◆ Written exercise
Extract every line of the records that contains the string "roof", matching case exactly.

◆ Source material
start
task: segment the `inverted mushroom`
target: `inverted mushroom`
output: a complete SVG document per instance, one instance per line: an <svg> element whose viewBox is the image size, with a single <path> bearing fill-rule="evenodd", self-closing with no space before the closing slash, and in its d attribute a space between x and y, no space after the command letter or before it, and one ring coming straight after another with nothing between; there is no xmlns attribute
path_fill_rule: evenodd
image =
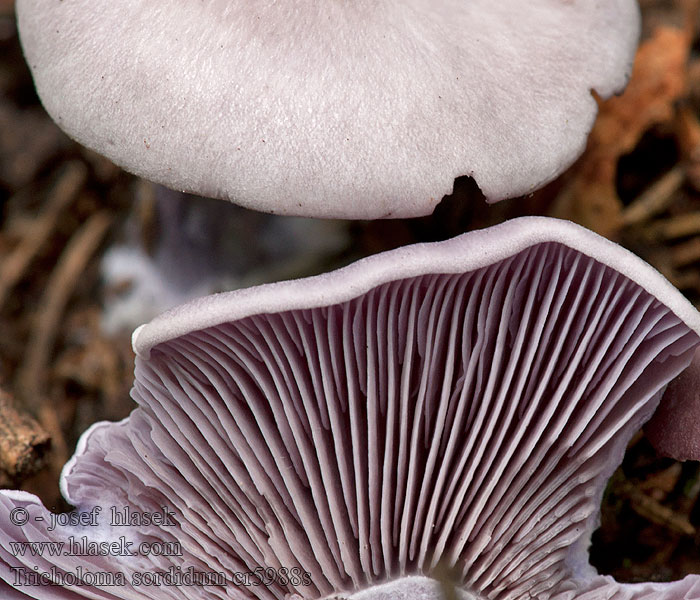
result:
<svg viewBox="0 0 700 600"><path fill-rule="evenodd" d="M42 102L167 186L285 214L432 212L455 177L527 194L620 91L634 0L18 0Z"/></svg>
<svg viewBox="0 0 700 600"><path fill-rule="evenodd" d="M606 480L699 332L698 312L651 267L543 218L204 298L135 332L139 408L93 426L62 478L75 514L126 507L171 524L49 531L37 498L4 492L0 589L700 598L697 576L618 584L587 558ZM18 508L25 526L12 523ZM69 535L182 553L14 551ZM31 583L78 567L125 584ZM161 585L134 583L144 573ZM184 573L222 580L172 584ZM251 573L268 585L241 583Z"/></svg>
<svg viewBox="0 0 700 600"><path fill-rule="evenodd" d="M644 431L664 456L700 460L700 352L669 383L663 403Z"/></svg>

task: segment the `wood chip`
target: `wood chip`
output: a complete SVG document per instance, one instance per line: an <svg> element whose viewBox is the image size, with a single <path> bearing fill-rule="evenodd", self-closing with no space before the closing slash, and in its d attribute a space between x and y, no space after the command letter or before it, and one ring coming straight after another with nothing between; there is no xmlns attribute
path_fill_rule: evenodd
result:
<svg viewBox="0 0 700 600"><path fill-rule="evenodd" d="M20 413L0 389L0 483L17 485L36 473L50 446L48 433L29 415Z"/></svg>

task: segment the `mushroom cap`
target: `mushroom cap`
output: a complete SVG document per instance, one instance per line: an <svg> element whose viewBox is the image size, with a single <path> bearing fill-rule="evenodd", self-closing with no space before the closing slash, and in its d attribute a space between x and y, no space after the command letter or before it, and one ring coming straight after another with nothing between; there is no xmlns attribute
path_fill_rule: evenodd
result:
<svg viewBox="0 0 700 600"><path fill-rule="evenodd" d="M619 92L634 0L17 0L42 102L169 187L266 212L429 214L455 177L527 194Z"/></svg>
<svg viewBox="0 0 700 600"><path fill-rule="evenodd" d="M639 259L544 218L171 311L134 336L139 407L84 434L62 491L83 513L167 510L174 524L49 531L37 498L4 491L0 581L82 565L127 584L14 587L42 600L697 598L697 576L618 584L586 549L606 480L689 364L699 321ZM68 535L182 552L13 553ZM129 584L190 569L227 583ZM236 584L256 572L269 585Z"/></svg>

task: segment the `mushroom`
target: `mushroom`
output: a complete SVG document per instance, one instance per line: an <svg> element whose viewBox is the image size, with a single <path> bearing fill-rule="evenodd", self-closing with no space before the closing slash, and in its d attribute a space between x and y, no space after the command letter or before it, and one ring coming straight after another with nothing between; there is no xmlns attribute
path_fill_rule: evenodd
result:
<svg viewBox="0 0 700 600"><path fill-rule="evenodd" d="M634 0L17 0L70 136L178 190L266 212L425 215L473 177L527 194L631 71Z"/></svg>
<svg viewBox="0 0 700 600"><path fill-rule="evenodd" d="M139 407L81 438L67 524L0 494L4 590L699 598L697 576L619 584L587 557L606 480L699 333L650 266L534 217L203 298L134 333ZM159 551L18 551L70 536ZM79 569L92 584L69 587Z"/></svg>
<svg viewBox="0 0 700 600"><path fill-rule="evenodd" d="M658 452L676 460L700 460L700 352L676 377L644 427Z"/></svg>

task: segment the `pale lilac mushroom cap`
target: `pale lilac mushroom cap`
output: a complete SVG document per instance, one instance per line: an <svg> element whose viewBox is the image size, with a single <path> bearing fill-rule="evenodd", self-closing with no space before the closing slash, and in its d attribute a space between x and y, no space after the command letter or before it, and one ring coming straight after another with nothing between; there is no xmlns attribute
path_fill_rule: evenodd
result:
<svg viewBox="0 0 700 600"><path fill-rule="evenodd" d="M17 0L44 106L127 170L266 212L429 214L527 194L619 92L634 0Z"/></svg>
<svg viewBox="0 0 700 600"><path fill-rule="evenodd" d="M699 333L654 269L546 218L188 304L135 333L139 407L93 426L62 477L83 514L165 507L174 525L48 531L36 497L2 492L0 592L700 598L696 575L620 584L587 552L608 477ZM17 508L27 525L11 522ZM68 535L182 553L13 552ZM30 585L18 571L60 584L79 567L125 583ZM266 585L235 583L256 572ZM171 579L138 585L144 573ZM171 584L185 573L202 584Z"/></svg>

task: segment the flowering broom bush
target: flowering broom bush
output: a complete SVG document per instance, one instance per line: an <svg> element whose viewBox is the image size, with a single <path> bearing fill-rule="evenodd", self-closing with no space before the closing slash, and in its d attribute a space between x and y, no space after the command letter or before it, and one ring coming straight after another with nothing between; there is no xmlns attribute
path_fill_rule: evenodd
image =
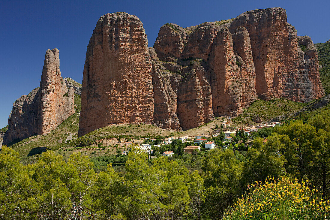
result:
<svg viewBox="0 0 330 220"><path fill-rule="evenodd" d="M311 188L307 181L300 183L284 178L276 182L269 178L265 184L250 186L224 219L326 219L329 201L318 198Z"/></svg>

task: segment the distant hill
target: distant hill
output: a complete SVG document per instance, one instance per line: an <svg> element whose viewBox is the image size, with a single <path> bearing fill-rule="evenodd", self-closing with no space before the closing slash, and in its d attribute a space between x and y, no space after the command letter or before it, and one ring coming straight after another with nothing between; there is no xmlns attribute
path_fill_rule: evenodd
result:
<svg viewBox="0 0 330 220"><path fill-rule="evenodd" d="M330 39L324 43L314 44L317 49L320 77L326 93L330 93Z"/></svg>

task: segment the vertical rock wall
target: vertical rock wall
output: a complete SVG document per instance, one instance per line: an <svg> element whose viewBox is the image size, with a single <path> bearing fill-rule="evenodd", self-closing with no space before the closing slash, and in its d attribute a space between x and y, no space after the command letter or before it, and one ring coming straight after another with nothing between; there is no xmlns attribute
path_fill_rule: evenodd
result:
<svg viewBox="0 0 330 220"><path fill-rule="evenodd" d="M111 124L152 121L152 68L139 18L124 13L101 17L87 47L79 135Z"/></svg>
<svg viewBox="0 0 330 220"><path fill-rule="evenodd" d="M22 96L13 104L4 143L55 129L75 112L73 91L67 87L61 75L58 50L47 50L40 87Z"/></svg>
<svg viewBox="0 0 330 220"><path fill-rule="evenodd" d="M324 94L313 42L297 36L282 8L185 28L166 24L153 48L147 45L135 16L100 18L87 48L80 135L118 123L185 130L241 114L258 98Z"/></svg>

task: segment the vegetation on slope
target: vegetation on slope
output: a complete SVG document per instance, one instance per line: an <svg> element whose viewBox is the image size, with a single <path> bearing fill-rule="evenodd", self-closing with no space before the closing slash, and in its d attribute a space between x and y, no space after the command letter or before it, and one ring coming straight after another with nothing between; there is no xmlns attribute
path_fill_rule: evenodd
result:
<svg viewBox="0 0 330 220"><path fill-rule="evenodd" d="M30 163L44 151L44 148L55 150L66 145L70 133L73 137L78 135L79 116L80 112L80 97L75 94L74 101L75 113L64 121L54 130L44 135L32 136L24 139L11 146L19 153L25 163Z"/></svg>
<svg viewBox="0 0 330 220"><path fill-rule="evenodd" d="M52 151L43 153L34 164L24 165L17 152L4 147L0 152L0 216L326 219L330 198L330 110L305 123L298 120L276 127L274 131L266 141L256 138L247 152L220 147L204 151L199 172L189 171L183 165L186 155L150 159L134 147L120 172L110 165L98 173L90 159L82 154L72 154L67 160ZM193 160L198 156L189 157Z"/></svg>
<svg viewBox="0 0 330 220"><path fill-rule="evenodd" d="M330 207L316 195L305 181L300 183L283 178L277 182L269 178L264 184L257 183L249 188L224 219L326 219Z"/></svg>
<svg viewBox="0 0 330 220"><path fill-rule="evenodd" d="M321 82L325 93L330 92L330 39L324 43L314 44L318 54Z"/></svg>
<svg viewBox="0 0 330 220"><path fill-rule="evenodd" d="M233 121L241 124L255 124L252 119L258 115L261 116L263 121L267 121L279 115L297 112L305 105L282 98L271 99L268 101L258 99L244 109L243 113L234 118Z"/></svg>

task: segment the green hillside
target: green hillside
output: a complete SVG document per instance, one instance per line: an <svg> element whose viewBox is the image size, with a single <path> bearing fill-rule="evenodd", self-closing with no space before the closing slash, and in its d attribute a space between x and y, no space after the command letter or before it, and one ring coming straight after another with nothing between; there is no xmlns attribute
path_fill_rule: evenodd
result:
<svg viewBox="0 0 330 220"><path fill-rule="evenodd" d="M252 119L257 115L261 116L263 121L267 121L280 115L295 112L305 104L282 98L268 101L258 99L244 109L243 114L234 118L233 121L239 124L255 124L257 123L253 122Z"/></svg>
<svg viewBox="0 0 330 220"><path fill-rule="evenodd" d="M318 54L320 77L326 93L330 92L330 39L324 43L314 44Z"/></svg>
<svg viewBox="0 0 330 220"><path fill-rule="evenodd" d="M78 137L79 115L80 112L80 97L75 94L75 113L64 121L55 130L46 134L32 136L24 139L10 146L19 153L24 163L35 161L43 148L56 150L65 146L70 133L73 138Z"/></svg>

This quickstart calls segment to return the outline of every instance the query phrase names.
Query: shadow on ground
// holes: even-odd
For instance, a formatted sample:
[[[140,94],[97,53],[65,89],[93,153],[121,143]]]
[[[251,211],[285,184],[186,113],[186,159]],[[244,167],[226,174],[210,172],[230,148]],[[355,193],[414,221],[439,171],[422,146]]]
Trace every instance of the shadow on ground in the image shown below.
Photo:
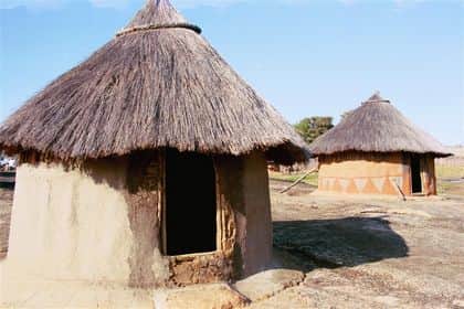
[[[409,252],[381,216],[274,222],[273,227],[275,266],[305,273],[405,257]]]

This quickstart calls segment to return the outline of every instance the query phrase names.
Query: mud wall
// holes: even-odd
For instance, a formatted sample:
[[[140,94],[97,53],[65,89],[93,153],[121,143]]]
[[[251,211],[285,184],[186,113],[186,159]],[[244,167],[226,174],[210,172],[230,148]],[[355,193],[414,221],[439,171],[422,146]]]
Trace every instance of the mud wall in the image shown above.
[[[411,154],[410,153],[404,153],[404,162],[407,164],[407,173],[410,177],[411,175],[411,169],[410,169]],[[420,167],[421,167],[422,194],[436,195],[435,158],[431,154],[422,156],[420,159]]]
[[[321,191],[350,194],[411,194],[409,163],[403,153],[344,152],[319,157]]]
[[[219,200],[221,205],[233,210],[236,225],[233,278],[239,279],[265,269],[271,262],[272,219],[267,164],[260,152],[246,157],[221,157],[215,162]]]
[[[162,152],[140,151],[73,167],[22,163],[8,269],[33,280],[133,287],[230,280],[264,269],[272,254],[265,158],[259,152],[226,156],[214,158],[214,164],[218,251],[164,256]]]

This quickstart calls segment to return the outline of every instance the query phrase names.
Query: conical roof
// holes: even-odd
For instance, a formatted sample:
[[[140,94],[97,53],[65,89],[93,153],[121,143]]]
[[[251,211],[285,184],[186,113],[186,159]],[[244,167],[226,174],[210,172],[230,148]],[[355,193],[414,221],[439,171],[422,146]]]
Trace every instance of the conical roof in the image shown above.
[[[283,163],[307,149],[168,0],[150,0],[89,58],[0,126],[0,148],[62,159],[134,150],[243,154]]]
[[[379,93],[317,138],[309,149],[316,156],[344,151],[400,151],[432,153],[436,157],[451,154],[437,140],[408,120]]]

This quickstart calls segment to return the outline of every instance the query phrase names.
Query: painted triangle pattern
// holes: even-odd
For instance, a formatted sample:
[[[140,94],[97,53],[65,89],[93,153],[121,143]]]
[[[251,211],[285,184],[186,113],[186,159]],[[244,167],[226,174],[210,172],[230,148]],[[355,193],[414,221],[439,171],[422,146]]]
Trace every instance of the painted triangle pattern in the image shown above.
[[[383,191],[383,185],[386,184],[386,179],[383,177],[377,177],[377,178],[372,178],[372,183],[376,187],[376,189],[382,193]]]
[[[335,187],[335,182],[337,181],[337,179],[335,179],[335,178],[329,178],[328,179],[328,188],[329,188],[329,190],[334,190],[334,187]]]

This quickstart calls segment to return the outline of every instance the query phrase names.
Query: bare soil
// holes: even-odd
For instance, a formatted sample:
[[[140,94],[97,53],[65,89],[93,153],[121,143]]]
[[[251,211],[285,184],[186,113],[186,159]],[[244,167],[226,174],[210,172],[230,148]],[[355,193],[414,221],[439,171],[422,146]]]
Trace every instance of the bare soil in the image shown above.
[[[253,308],[464,308],[464,190],[407,202],[272,181],[274,246],[296,287]]]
end
◆ Complete answer
Query: conical roof
Trace every instance of the conical roof in the image shown above.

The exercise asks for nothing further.